# Anyone taken the Symphonic Virtual Orchestration Course or anything similar?



## JTJohnson (Apr 25, 2017)

looking to enroll on a short course to hopefully learn something new. Just got an email from VI Control with the one mentioned in the title and im constantly told about the Evanant one. Also did take a course years back from Groove3 that was ok. Anyone recommend any course? I prefer to spend my money on learning than buying more samples.


----------



## jvillalvazojr (Apr 25, 2017)

Haven't taken the course myself but I'm also considering it. One thing that draws me to it is that you get access to the course for life. That also includes access to the weekly lectures and facebook group even after your course has finished. Going to look into it more but I'd love to hear feedback on this as well if anyone has taken the course in the past.


----------



## mjsalam (Apr 25, 2017)

JTJohnson said:


> looking to enroll on a short course to hopefully learn something new. Just got an email from VI Control with the one mentioned in the title and im constantly told about the Evanant one. Also did take a course years back from Groove3 that was ok. Anyone recommend any course? I prefer to spend my money on learning than buying more samples.



I'm super tempted by the SVO course but I don't think I can pull it off at the moment. I did recently enroll in the Thinkspace "Template in a weekend" course which I am finding fantastic. It's very reasonably priced and in my opinion a fantastic value. I've already picked up some good little tidbits and find I really just enjoy Guy's humour and approach to things. As far as courses go I haven't done much. I did an Evenant recently but I didn't find it a good value. May have just been the wrong course for me. Anyhow. Ya....


----------



## MarcusMaximus (Apr 25, 2017)

= = = = = = =

▶ _Exercises_
1 > Can you repeat the forum thread on orchestration courses, everything from "I'm super tempted" down to "MarcusMaximus (Apr 25, 2017)"?
2 > How would you put this sentence from the forum thread on orchestration courses into Spanish: "One thing that draws me to it is that you get access to the course for life."
3 > Answer these questions on the forum thread on orchestration courses:
(a) Which company did JTJohnson take a course from years back?
(b) What access does jvillalvazojr say continues after the course has finished?
(c) What is the name of the Thinkspace course mjsalam enrolled in?
The material below this point comes from a different source than the forum thread.

= = = = = = =

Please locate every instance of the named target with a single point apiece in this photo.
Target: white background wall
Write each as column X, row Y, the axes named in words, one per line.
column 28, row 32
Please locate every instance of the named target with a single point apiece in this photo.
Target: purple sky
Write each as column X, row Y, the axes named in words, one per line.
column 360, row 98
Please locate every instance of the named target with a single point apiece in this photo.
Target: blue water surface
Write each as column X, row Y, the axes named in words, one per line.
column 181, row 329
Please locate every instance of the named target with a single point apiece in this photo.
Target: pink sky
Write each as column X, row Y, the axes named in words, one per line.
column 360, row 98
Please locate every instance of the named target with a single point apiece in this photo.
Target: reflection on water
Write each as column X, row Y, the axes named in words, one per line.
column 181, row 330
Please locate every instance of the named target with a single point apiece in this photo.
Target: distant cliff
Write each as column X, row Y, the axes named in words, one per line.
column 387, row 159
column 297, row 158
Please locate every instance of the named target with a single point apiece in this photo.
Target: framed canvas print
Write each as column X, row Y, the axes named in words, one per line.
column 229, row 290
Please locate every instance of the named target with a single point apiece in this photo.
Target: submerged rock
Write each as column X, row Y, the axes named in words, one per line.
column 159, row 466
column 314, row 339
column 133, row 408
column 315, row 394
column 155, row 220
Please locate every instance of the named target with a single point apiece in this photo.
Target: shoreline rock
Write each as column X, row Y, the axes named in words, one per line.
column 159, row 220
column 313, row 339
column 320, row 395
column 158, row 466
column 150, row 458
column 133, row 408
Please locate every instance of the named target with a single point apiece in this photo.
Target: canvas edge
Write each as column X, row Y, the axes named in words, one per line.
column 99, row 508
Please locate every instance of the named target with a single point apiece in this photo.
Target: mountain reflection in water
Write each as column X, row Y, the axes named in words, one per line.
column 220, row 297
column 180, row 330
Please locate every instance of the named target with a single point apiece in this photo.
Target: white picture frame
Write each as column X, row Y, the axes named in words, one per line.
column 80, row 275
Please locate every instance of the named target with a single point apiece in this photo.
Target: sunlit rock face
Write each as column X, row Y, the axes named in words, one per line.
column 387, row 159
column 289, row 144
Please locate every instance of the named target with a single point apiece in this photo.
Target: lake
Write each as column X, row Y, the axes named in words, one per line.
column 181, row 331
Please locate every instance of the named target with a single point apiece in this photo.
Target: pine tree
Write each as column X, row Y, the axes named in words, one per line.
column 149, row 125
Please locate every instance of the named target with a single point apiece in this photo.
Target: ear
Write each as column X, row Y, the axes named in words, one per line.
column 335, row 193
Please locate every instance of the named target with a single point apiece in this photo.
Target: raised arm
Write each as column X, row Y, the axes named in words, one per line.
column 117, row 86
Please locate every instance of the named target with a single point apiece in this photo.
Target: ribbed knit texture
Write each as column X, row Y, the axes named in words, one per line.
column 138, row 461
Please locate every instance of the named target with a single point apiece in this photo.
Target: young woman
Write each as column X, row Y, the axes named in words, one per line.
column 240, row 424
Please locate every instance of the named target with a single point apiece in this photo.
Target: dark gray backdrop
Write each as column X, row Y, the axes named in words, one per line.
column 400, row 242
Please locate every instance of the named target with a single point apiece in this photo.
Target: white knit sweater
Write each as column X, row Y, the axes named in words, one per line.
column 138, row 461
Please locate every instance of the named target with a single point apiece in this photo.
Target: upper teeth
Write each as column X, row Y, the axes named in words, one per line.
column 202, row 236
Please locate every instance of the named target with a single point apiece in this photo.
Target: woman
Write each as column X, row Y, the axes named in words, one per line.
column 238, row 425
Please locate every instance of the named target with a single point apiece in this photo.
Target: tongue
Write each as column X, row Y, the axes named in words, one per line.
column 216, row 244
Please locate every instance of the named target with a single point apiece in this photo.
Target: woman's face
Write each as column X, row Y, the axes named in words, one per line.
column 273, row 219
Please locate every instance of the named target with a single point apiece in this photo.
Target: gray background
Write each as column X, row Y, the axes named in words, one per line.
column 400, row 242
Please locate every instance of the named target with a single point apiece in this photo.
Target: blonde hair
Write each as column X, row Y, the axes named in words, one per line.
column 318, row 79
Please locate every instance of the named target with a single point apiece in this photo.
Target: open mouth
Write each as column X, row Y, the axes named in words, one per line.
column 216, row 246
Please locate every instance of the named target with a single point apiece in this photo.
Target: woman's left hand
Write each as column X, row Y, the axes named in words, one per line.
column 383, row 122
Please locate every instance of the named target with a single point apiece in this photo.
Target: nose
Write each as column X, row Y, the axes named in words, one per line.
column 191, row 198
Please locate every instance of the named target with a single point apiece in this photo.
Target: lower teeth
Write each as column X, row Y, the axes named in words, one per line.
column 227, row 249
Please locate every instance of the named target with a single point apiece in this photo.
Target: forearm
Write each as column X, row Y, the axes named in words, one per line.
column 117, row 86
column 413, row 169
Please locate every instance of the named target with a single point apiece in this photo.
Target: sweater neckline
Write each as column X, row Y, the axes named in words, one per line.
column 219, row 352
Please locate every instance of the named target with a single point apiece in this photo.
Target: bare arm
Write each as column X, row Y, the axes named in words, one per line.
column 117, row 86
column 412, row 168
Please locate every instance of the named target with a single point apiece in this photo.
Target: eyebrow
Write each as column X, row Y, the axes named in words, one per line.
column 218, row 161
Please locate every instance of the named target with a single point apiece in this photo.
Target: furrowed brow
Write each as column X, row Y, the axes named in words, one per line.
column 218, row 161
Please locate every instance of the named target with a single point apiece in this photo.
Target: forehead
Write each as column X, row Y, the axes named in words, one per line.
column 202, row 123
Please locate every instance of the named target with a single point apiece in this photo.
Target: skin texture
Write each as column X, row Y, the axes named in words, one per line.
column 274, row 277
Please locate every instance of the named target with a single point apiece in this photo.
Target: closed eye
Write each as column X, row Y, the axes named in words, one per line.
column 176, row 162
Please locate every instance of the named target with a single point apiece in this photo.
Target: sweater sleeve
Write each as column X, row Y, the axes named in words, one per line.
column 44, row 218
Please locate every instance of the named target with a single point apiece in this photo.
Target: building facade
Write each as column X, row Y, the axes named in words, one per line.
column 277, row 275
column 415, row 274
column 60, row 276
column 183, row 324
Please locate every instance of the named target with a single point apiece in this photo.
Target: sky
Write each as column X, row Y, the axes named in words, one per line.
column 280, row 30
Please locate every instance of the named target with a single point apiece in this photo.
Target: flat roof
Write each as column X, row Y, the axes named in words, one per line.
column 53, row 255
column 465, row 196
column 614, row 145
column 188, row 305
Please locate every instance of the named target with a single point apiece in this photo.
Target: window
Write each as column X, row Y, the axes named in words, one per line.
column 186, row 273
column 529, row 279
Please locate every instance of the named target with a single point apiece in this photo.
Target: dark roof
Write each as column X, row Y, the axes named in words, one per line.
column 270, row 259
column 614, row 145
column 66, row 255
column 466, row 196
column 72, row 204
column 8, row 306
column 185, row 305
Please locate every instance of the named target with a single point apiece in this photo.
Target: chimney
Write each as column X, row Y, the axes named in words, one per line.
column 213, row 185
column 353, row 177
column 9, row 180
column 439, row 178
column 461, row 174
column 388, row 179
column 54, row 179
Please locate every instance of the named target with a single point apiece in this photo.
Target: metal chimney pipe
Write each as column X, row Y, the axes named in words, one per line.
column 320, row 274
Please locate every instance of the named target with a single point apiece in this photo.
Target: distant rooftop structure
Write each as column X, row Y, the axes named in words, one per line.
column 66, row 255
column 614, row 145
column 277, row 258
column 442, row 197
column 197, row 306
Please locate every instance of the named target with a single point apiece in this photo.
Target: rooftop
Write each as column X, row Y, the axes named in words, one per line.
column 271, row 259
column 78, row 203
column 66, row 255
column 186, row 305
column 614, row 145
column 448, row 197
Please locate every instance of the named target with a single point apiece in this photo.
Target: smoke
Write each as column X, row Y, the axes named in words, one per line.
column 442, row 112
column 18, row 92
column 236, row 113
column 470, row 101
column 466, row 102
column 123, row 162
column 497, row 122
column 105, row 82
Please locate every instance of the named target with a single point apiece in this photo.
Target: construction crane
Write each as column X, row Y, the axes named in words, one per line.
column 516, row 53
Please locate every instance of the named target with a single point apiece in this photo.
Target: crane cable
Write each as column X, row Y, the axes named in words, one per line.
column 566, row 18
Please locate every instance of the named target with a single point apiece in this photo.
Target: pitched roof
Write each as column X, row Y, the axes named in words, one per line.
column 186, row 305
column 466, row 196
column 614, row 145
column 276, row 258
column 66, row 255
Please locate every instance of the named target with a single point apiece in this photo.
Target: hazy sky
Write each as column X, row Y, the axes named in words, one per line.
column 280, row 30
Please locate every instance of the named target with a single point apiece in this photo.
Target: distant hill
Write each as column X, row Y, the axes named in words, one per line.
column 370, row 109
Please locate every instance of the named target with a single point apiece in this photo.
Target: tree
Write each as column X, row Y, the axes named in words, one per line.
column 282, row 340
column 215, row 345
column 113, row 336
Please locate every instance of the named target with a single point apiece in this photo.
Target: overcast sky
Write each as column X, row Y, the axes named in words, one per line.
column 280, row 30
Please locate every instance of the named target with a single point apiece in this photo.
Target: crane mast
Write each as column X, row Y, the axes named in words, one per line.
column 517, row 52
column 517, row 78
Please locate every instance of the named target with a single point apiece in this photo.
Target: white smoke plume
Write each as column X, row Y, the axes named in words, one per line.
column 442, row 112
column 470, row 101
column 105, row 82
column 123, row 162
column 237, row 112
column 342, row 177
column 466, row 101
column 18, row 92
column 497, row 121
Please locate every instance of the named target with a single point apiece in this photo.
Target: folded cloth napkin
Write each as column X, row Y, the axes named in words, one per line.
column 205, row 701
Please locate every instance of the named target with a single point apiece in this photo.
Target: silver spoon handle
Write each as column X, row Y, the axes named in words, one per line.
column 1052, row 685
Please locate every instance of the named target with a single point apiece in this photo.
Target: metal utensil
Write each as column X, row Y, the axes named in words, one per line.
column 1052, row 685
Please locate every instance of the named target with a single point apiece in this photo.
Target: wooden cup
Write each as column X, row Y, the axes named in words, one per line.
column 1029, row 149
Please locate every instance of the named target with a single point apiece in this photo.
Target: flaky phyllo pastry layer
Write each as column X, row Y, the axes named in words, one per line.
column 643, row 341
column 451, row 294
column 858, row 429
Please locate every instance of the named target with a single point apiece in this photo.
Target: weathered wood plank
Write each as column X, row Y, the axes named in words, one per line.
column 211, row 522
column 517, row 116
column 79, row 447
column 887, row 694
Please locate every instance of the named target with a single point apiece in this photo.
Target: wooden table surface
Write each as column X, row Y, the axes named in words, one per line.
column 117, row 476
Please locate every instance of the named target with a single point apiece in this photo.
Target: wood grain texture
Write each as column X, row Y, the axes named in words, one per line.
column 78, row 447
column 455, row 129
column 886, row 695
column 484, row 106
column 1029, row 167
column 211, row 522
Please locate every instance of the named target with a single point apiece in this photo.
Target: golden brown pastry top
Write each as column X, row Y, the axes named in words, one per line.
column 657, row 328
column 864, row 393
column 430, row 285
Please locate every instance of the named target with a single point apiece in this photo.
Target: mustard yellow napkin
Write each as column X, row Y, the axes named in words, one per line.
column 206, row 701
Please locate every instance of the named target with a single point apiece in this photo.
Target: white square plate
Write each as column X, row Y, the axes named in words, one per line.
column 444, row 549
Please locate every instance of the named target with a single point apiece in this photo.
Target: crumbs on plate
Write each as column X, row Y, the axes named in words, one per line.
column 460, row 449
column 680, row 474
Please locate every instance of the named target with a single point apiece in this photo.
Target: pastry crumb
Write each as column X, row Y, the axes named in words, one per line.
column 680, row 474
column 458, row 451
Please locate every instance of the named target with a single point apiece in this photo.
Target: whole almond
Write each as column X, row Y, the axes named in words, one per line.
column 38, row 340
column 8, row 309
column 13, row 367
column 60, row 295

= = = = = = =

▶ _Answers_
1 >
I'm super tempted by the SVO course but I don't think I can pull it off at the moment. I did recently enroll in the Thinkspace "Template in a weekend" course which I am finding fantastic. It's very reasonably priced and in my opinion a fantastic value. I've already picked up some good little tidbits and find I really just enjoy Guy's humour and approach to things. As far as courses go I haven't done much. I did an Evenant recently but I didn't find it a good value. May have just been the wrong course for me. Anyhow. Ya....


----------



## MarcusMaximus (Apr 25, 2017)

2 > Una cosa que me atrae de él es que tienes acceso al curso de por vida.

3 >
(a) Groove3
(b) Access to the weekly lectures and the facebook group
(c) "Template in a weekend"